--- Working data ---

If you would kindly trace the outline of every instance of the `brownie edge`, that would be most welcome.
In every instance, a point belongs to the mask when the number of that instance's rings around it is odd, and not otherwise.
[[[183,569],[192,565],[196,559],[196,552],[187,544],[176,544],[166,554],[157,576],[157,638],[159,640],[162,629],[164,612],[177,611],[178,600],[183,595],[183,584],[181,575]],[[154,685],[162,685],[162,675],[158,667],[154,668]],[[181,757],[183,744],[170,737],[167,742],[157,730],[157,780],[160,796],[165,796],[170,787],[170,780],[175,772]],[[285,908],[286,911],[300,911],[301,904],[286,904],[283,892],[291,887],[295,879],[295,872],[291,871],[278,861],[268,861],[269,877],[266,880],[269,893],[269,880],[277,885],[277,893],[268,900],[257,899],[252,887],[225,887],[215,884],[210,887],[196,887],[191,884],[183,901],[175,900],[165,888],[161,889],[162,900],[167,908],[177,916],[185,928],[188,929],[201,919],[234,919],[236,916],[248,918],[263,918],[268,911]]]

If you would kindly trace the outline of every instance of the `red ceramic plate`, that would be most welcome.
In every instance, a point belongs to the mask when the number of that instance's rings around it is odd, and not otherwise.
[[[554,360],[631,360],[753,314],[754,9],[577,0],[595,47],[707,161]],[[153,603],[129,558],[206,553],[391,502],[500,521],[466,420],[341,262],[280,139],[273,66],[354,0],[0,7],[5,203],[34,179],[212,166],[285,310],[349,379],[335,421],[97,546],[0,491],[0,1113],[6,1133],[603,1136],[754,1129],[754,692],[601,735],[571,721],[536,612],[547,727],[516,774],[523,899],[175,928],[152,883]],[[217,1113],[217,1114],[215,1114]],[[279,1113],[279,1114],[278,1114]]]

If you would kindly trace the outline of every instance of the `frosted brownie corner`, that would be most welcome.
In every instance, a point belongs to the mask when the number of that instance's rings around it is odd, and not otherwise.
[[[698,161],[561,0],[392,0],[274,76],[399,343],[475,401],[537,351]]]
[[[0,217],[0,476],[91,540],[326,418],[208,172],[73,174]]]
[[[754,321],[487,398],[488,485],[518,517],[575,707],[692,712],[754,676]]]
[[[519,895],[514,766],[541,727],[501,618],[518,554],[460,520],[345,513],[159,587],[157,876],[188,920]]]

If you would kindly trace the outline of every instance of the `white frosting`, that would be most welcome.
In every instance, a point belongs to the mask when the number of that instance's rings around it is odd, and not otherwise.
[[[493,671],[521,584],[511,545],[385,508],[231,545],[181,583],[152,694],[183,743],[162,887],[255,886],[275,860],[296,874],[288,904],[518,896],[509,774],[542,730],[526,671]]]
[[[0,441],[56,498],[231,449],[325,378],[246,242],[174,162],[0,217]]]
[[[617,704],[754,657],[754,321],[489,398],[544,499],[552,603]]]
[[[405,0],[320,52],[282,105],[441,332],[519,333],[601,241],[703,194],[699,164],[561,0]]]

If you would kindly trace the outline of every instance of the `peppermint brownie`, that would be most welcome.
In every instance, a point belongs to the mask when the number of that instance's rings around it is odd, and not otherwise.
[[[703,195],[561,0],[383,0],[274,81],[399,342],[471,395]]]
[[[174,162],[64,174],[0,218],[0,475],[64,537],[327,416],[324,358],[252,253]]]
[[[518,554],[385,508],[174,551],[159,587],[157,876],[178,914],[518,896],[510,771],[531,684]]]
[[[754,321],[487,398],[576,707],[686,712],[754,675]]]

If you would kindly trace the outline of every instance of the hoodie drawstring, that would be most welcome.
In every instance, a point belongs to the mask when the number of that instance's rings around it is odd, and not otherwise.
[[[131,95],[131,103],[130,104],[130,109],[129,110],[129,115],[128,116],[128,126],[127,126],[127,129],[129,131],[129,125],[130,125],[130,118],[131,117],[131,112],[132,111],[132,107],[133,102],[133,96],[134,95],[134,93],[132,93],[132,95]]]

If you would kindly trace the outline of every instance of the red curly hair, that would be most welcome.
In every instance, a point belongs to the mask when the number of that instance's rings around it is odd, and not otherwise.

---

_Stated exercise_
Return the lines from the line containing "drawstring, that would be most welcome." to the end of the entries above, exactly as they appear and with no other output.

_Answer to this exercise_
If you would kindly trace the outline of every instance of the hoodie drawstring, that would be most welcome.
In every instance, a point belongs to the mask when the number of that instance's rings around it is odd, and not otherwise.
[[[131,95],[131,103],[130,104],[130,109],[129,110],[129,115],[128,116],[128,126],[127,126],[127,129],[129,131],[129,125],[130,125],[130,118],[131,117],[131,112],[132,111],[132,107],[133,102],[133,96],[134,95],[134,93],[132,93],[132,95]]]

If you would kindly trace the outline of every instance of the red curly hair, that would be most welcome.
In every instance, a point belongs to the mask when the number of that instance's rings around it is odd, and not otherwise.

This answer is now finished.